Work order
Please reproduce the whole listing without altering anything.

Supplied data
· · · ·

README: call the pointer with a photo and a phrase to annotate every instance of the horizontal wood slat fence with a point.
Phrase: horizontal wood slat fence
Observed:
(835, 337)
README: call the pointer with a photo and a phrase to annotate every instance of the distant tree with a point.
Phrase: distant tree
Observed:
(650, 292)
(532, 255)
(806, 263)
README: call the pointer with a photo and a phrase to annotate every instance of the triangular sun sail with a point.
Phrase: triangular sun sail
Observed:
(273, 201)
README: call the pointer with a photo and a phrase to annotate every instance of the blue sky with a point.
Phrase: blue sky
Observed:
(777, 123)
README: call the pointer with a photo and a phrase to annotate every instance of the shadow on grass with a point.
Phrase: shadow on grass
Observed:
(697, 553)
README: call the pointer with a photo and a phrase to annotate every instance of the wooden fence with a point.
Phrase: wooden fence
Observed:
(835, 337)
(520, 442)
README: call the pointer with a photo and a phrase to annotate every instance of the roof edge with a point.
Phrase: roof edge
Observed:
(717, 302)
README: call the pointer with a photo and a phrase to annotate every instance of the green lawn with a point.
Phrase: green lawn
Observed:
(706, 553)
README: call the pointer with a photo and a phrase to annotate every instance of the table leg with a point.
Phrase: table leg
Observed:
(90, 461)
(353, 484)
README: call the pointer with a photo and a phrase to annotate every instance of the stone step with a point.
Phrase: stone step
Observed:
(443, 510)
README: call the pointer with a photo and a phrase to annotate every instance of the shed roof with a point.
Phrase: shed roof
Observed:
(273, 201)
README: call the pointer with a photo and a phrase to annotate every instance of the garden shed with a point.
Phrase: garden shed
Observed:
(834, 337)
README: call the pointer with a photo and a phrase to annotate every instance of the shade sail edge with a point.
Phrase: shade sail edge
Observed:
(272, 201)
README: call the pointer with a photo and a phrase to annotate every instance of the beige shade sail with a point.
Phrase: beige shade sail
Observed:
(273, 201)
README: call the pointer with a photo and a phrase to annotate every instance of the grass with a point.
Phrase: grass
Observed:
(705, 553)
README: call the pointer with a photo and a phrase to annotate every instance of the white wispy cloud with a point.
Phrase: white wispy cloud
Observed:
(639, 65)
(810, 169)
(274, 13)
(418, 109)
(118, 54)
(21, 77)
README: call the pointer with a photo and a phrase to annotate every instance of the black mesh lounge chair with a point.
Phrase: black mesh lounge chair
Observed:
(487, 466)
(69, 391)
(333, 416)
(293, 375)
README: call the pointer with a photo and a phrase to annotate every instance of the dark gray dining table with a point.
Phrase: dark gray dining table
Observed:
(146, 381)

· · · ·

Exercise result
README: call the pointer with a photo and a phrase to annotate every instance of the horizontal wood slat fence with a point.
Phrase: horizontal wood slat fence
Observed:
(835, 337)
README: call the pointer with a photo and a phrase to annotate every instance of the distant tree with a point.
Phrase: distant tree
Observed:
(650, 292)
(532, 255)
(806, 263)
README: call the pointer with a photo and a phrase to annotate every instance of the triangular sun sail with a point.
Phrase: triangular sun sail
Observed:
(273, 201)
README: call the pointer with a photo and a phrase to annotate every instance of the blue sky with a point.
Phrase: blue sky
Observed:
(777, 123)
README: call the pointer with a photo and a phrase to annotate every instance of the shadow on grass with a point.
Phrase: shadow on grass
Observed:
(697, 553)
README: call the pointer with a photo and a phrase to annotate every instance of the wooden fence with a point.
Phrase: wooden fence
Observed:
(835, 337)
(520, 442)
README: call the pointer with a photo and a phrase to annotate every instance of the roof edge with a point.
Phrase: roof edge
Observed:
(717, 302)
README: call the pointer with a photo and a phrase to annotate every instance of the green lawn with a point.
Phrase: green lawn
Observed:
(706, 553)
README: call the pointer with a photo and a phrase to annotate every instance of the table leg with a point.
Phrase: table leg
Observed:
(90, 461)
(353, 484)
README: call the pointer with a photo and a phrase to annotate every instance of the stone step with a point.
Phrase: stone step
Observed:
(443, 510)
README: call the pointer with a photo and a phrase to annotate every instance of the shed roof with a point.
Phrase: shed roof
Observed:
(273, 201)
README: call the pointer with a photo and a phrase to annotate every instance of the garden shed with a point.
Phrase: garden shed
Observed:
(834, 337)
README: call the pointer with a photo and a phrase to annotate every instance of the shade sail edge with a point.
Phrase: shade sail edge
Observed:
(272, 201)
README: call the pointer with a photo and a phrase to annotate every instance of the beige shade sail with a point.
Phrase: beige shade sail
Observed:
(273, 201)
README: call the pointer with a photo and a phrase to annotate every instance of the grass with a point.
Phrase: grass
Observed:
(705, 553)
README: call the pointer with a photo and a phrase to annotate every instance of the white wispy cloud with a point.
Phrase: white wispy cloud
Observed:
(639, 65)
(810, 169)
(274, 13)
(418, 109)
(118, 54)
(21, 77)
README: call the pointer with a photo and a phrase to annotate every instance of the black mesh lounge chair with a point.
Phrase: black mesh lounge chair
Observed:
(487, 466)
(69, 391)
(333, 416)
(293, 375)
README: call the pointer with a photo and a phrase to annotate every instance of the dark gray dining table with a point.
Phrase: dark gray dining table
Observed:
(146, 381)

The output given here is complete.